■ TASKS TO COMPLETE ■
A) Reproduce the portion of the forum post that opens with the words containing "I am posting" and closes with "be reading here.".
B) Carry on writing the forum post from its last sentence.

--- QUOTED PASSAGE Enclosed Below ---

I am posting this publicly, since others here have felt the need to jump in and take sides over something that I think Kate and I were and are quite capable of resolving respectfully between ourselves, but I am also sending a PM to Kate since she may not be reading here.
Kate, I really appreciate your apology. I realize that there was no bad intention behind what you said and I apologize myself if what I said made you feel as though I thought there was. I think things are so tricky here because we've all had a very bad hand dealt to us in terms of getting oral cancer to begin with and one of our natural ways of coping (I mean as human beings--this is the area of psychology in which I trained) is to find a group of people or a person or two who are suffering more than us and think to ourselves "well at least I'm not having to go through that". And in fact doing that increases our gratitude for what we do have and that is a good thing.

--- End of Enclosed QUOTED PASSAGE ---
--- RECORDED INFORMATION Enclosed Below ---

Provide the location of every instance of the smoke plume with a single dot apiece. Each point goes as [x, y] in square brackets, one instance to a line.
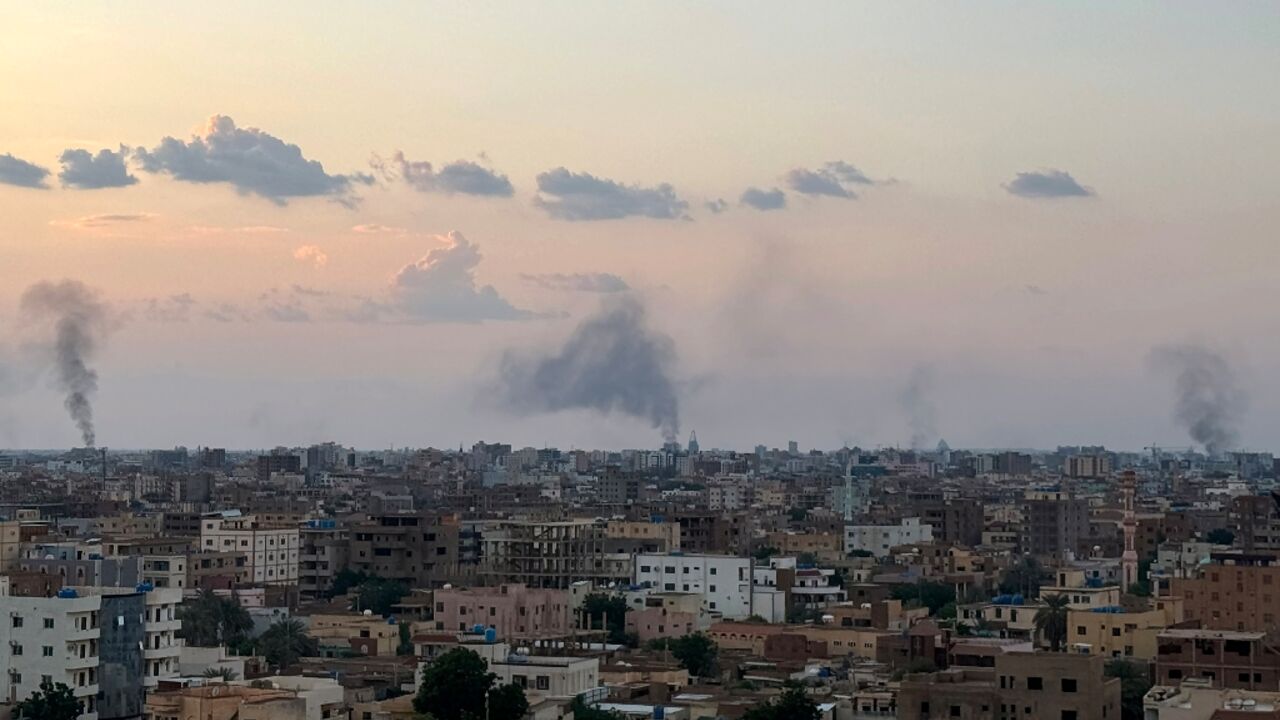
[77, 319]
[613, 361]
[917, 401]
[1207, 400]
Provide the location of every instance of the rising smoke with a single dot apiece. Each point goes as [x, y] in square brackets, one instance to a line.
[613, 361]
[76, 318]
[917, 401]
[1207, 400]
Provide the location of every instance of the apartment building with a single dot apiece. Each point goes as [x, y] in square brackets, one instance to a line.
[270, 548]
[1233, 592]
[516, 611]
[880, 540]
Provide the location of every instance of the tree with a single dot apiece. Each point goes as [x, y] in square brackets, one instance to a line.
[1220, 536]
[613, 609]
[927, 593]
[583, 711]
[286, 641]
[50, 702]
[224, 674]
[406, 641]
[1051, 620]
[696, 654]
[791, 705]
[379, 595]
[211, 621]
[507, 702]
[1023, 578]
[1134, 684]
[455, 686]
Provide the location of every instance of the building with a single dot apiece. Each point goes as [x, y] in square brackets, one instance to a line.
[1221, 659]
[516, 611]
[722, 580]
[1041, 686]
[270, 548]
[1055, 524]
[878, 540]
[1234, 592]
[106, 646]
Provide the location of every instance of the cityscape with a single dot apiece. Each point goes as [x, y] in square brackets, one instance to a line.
[717, 360]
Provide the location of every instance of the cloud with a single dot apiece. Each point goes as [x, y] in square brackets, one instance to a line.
[250, 160]
[764, 199]
[832, 180]
[374, 228]
[1046, 183]
[112, 219]
[461, 177]
[442, 287]
[311, 254]
[14, 171]
[83, 171]
[172, 309]
[581, 196]
[579, 282]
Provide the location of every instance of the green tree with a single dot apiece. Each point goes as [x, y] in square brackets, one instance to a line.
[1134, 683]
[612, 609]
[406, 641]
[224, 674]
[50, 702]
[286, 641]
[455, 687]
[209, 620]
[507, 702]
[1051, 620]
[791, 705]
[583, 711]
[379, 595]
[695, 652]
[1220, 536]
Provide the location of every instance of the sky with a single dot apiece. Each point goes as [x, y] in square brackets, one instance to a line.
[598, 224]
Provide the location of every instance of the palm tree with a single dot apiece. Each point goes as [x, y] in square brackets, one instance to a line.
[284, 642]
[1051, 620]
[222, 674]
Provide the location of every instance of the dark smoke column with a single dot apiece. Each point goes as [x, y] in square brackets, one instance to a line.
[77, 319]
[613, 361]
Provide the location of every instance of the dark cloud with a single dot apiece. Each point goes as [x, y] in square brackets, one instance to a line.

--- End of Enclosed RECORDED INFORMATION ---

■ ANSWER SET ■
A)
I am posting this publicly, since others here have felt the need to jump in and take sides over something that I think Kate and I were and are quite capable of resolving respectfully between ourselves, but I am also sending a PM to Kate since she may not be reading here.

B)
The hard thing, which has really been brought hom to me here at times, is that because there is so much that is totally beyond our control when we have cancer, it is also easy to come to believe that you (I mean you generally here, not you Kate) didn't suffer that other fate entirely because of something you did have control over (you chose a better doctor, had a better attitude, were more stubborn, fought harder). Although all those things DO make a difference I believe, there are also people who chose good doctors, fought hard, were stubborn, and didn't get the good outcome (they can;t eat like me, or they get a recurrence) and when you (and now I am speaking from my personal experience here) are on THAT end of things and a witness to people who got the good outcome doing what is natural in terms of being grateful they aren't in your group and taking what credit they can that they didn't end up there, it can feel very unfair. Even when it is not at all meant that way.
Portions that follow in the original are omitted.